Work instructions
Please tally the lines in the records below that contain the word "white". Give only the number.

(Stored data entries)
[Start]

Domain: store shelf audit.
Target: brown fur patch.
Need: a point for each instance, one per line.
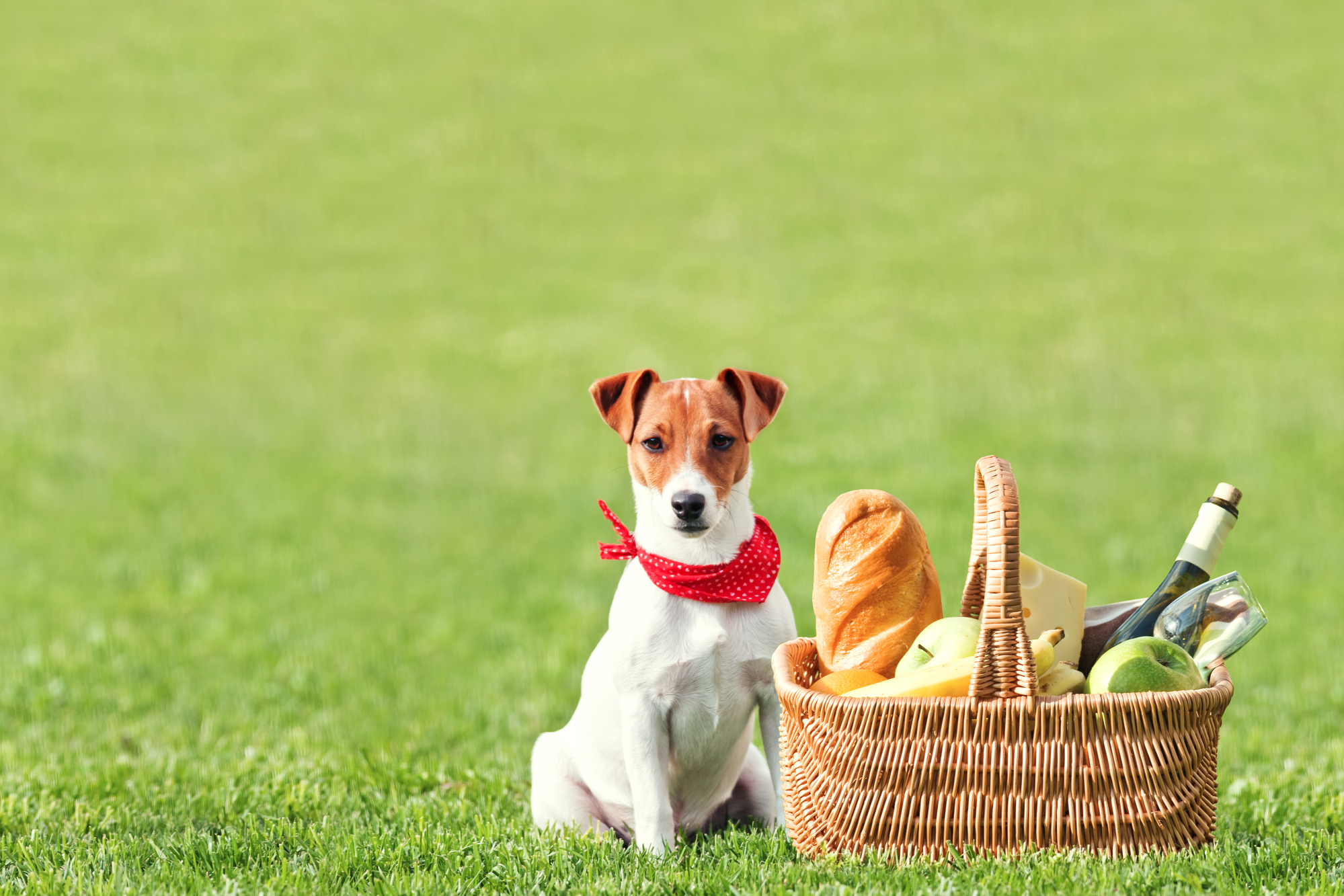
(686, 415)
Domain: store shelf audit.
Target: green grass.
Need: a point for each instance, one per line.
(299, 476)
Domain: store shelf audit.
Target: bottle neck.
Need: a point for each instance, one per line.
(1206, 539)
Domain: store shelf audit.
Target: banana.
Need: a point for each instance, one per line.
(953, 679)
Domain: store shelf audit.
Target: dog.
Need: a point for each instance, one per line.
(662, 738)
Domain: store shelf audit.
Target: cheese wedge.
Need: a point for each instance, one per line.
(951, 679)
(1052, 600)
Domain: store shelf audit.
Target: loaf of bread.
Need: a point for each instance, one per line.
(874, 586)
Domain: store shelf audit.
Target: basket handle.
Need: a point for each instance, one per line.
(1004, 667)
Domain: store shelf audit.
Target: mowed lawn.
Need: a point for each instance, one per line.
(299, 475)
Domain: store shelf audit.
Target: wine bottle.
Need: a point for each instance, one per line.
(1194, 563)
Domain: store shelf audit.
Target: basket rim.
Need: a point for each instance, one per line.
(787, 657)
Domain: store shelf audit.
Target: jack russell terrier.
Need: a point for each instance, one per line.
(662, 738)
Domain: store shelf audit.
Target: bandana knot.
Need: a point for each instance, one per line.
(746, 578)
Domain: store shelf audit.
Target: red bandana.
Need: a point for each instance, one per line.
(746, 578)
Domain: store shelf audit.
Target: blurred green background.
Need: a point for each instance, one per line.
(299, 307)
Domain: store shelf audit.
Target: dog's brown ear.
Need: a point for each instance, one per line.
(619, 399)
(758, 395)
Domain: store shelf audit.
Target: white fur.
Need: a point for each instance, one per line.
(662, 735)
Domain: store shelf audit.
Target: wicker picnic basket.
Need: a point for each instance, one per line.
(1002, 770)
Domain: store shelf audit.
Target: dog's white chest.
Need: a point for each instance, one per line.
(702, 663)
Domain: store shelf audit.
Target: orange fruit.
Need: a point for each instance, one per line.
(844, 680)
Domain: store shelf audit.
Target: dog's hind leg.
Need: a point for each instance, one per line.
(752, 797)
(559, 797)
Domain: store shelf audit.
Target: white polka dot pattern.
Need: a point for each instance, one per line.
(746, 578)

[End]

Complete answer
3